───── Provided passage

Please give advice, I really don't know what to do - if any...


OK, let's start with what it is. It is really only cuckolding if you are humiliated by it in some form. That is to say, are you getting off on the fact that she prefers sex with other guys, or that you can't satisfy her? If not, if you just get hot from watching her have sex and want to join in yourself (with men and women) and there is no edge of presentation in it, then it is just plain swinging.

As for your "going for it," you seem to overlook something. This is not exclusively you choice to make. This is a couple decision and it seems you've created a situation where you wife won't even discuss the subject.

This is something you both have to get past whether you ever swing or not. THe way this has developed, it is now a big festering elephant in the room and it is not healthy for your relationship. I suggest you engage your wife on those terms first. Tell her that honest communication is the key to successful marriages. Apologize for the insensitive way you dropped some of your kinky fantasies on her like a cartoon anvil. (And it way insensitive, by the way. You presented her with a pile of documents!?!) Tell her that you realize that the way you did it was all about you lustful wants and you hadn't thought about her feelings enough, but that you wwanted to know her feelings, no so much on that specific fetish, but on sex and the relationship in general. Share with her your thoughts and be honest to the point of vulnerable - don't try to talk her into anything, or sell anything, or guide the outcome at all. If you are very open and honest with her, it will encourage her to be the same - but not if she thinks you are trying to 'win' or trap her or manipulate her.

──────────

Set exercise a> Please pull out every line of the listing that contains the string "fork".

───── Information provided

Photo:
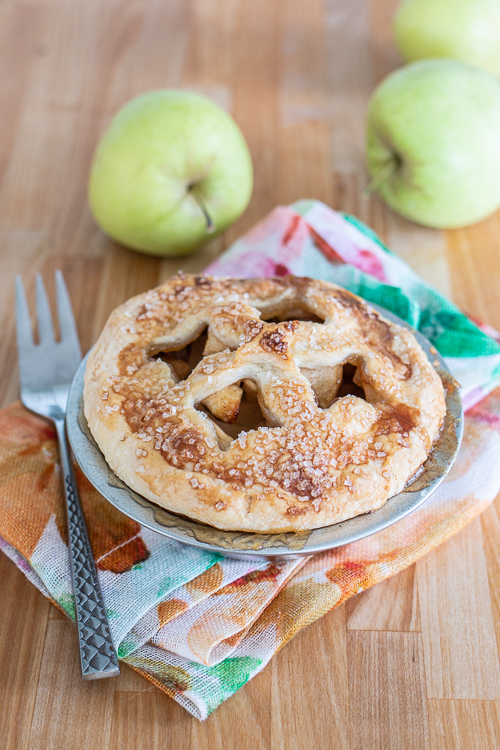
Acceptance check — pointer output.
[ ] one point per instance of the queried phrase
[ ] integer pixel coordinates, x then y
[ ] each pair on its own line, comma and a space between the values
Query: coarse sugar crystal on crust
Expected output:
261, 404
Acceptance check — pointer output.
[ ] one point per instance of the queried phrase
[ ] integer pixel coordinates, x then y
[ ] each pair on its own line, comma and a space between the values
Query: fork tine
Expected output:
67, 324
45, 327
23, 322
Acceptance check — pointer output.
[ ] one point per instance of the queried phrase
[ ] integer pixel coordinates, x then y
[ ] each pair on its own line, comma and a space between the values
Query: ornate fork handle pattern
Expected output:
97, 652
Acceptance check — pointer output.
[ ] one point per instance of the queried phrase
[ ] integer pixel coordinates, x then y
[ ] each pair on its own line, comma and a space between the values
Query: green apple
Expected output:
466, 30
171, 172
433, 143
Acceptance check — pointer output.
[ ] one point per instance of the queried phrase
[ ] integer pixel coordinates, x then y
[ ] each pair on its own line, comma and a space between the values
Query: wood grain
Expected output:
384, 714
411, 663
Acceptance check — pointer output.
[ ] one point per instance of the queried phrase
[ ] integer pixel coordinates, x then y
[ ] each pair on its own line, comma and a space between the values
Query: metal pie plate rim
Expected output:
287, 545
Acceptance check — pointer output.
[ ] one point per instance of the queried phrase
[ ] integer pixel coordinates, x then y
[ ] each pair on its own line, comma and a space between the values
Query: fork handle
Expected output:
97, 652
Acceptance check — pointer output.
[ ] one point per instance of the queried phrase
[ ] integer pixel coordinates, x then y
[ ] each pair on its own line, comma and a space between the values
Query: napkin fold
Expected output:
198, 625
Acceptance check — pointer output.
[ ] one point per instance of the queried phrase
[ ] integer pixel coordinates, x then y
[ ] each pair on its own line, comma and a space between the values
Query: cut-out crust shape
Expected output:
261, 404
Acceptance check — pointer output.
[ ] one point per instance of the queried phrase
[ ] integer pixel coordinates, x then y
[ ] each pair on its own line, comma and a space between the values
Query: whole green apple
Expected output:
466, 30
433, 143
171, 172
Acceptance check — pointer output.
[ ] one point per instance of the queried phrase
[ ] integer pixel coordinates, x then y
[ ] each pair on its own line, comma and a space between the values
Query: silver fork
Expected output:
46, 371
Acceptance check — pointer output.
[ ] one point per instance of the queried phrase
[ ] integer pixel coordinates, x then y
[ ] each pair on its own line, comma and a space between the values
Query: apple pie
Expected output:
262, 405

──────────

Set exercise b> Carry on the relationship advice text from its final sentence.

Exercise response a>
Query: fork tine
Query: ornate fork handle pattern
Query: fork handle
Query: silver fork

Exercise response b>
I also advise a lot of reasssuring in your comments. In my experience ne of the reamisters people freak at the thought of swinging or cuckolding is the concern that this means that deep-down, you are looking for the exit door. It is also my experience that people only really engage in swinging or cuckolding when they feel very secure and safe in their relationship (or when they no longer give a fuck about it, but you don't want to go there) so the fear that you are looking beyond is totally counterproductive.

Your comments to her need to be completely honest and truthful (which is not to say blunt or lacking in tact. Show some love here!) so I can't really tell you what to say exactly, but I will also advise you to focus on 1. your desire to please and fullfill her, 2. your feelings and desires. Do not talk about other people. What I mean is, talk about the idea of her with other men makes you feel, how (and what) you think it makes her (hot, rather than low, which is what she might think), why you thought she could get into it. The internals, not the externals.

If you have this conversation (and it probably is several discussions over time) and diffuse her anger, you can begin to understand her reactions and get a look at what her turn-ons and tolerances are. That may end up where you want or may not, but that is just the way life is.

Good luck.
Pantalone, Wittol, oblate, abnegator, fellator, pathic, irrumatiophile,fop, epicene, cotquean, skivvy, thrall, and pilgarlic.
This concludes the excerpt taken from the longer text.